▶ **Point-per-instance localization data**
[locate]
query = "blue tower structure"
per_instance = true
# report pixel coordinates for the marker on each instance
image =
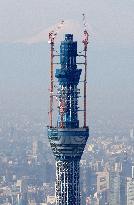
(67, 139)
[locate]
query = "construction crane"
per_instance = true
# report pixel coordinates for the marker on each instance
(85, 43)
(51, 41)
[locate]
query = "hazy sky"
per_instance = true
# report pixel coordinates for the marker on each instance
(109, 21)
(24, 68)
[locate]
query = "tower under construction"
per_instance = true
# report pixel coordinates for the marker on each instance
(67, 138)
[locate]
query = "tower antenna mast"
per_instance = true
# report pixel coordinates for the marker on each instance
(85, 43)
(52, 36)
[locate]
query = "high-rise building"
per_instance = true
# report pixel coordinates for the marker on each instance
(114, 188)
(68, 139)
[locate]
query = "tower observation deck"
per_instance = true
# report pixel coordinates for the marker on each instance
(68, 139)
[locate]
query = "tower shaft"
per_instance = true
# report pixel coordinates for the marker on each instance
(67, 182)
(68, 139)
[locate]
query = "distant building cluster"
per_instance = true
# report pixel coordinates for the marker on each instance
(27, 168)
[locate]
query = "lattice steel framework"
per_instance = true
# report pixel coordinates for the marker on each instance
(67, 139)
--
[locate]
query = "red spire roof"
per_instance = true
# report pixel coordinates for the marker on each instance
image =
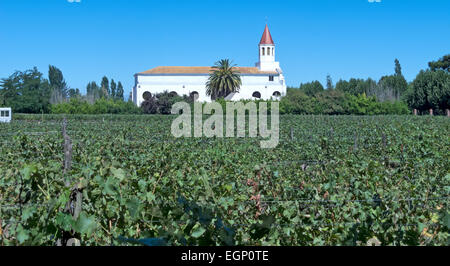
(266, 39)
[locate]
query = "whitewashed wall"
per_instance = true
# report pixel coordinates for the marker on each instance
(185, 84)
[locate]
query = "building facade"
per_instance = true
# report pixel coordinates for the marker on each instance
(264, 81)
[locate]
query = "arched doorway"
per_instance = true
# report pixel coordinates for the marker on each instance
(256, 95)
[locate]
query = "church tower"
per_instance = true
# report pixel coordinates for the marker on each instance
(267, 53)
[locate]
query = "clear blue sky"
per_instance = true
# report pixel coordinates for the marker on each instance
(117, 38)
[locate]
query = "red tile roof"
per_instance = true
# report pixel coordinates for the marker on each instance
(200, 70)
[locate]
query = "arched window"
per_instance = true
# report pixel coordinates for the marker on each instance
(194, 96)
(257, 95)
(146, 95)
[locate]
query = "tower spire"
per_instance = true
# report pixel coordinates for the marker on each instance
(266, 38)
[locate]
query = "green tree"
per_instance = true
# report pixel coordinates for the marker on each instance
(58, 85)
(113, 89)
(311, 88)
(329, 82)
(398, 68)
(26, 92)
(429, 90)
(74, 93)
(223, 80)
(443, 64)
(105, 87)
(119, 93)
--
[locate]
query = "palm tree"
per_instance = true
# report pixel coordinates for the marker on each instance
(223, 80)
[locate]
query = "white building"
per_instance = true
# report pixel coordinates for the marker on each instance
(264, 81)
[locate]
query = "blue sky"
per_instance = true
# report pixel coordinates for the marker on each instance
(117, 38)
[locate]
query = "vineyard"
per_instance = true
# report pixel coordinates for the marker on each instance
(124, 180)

▶ **Problem requirements**
Every line in the records that holds the word "construction" should be copied into the answer.

▶ **Response area**
query = "construction crane"
query = "tower under construction"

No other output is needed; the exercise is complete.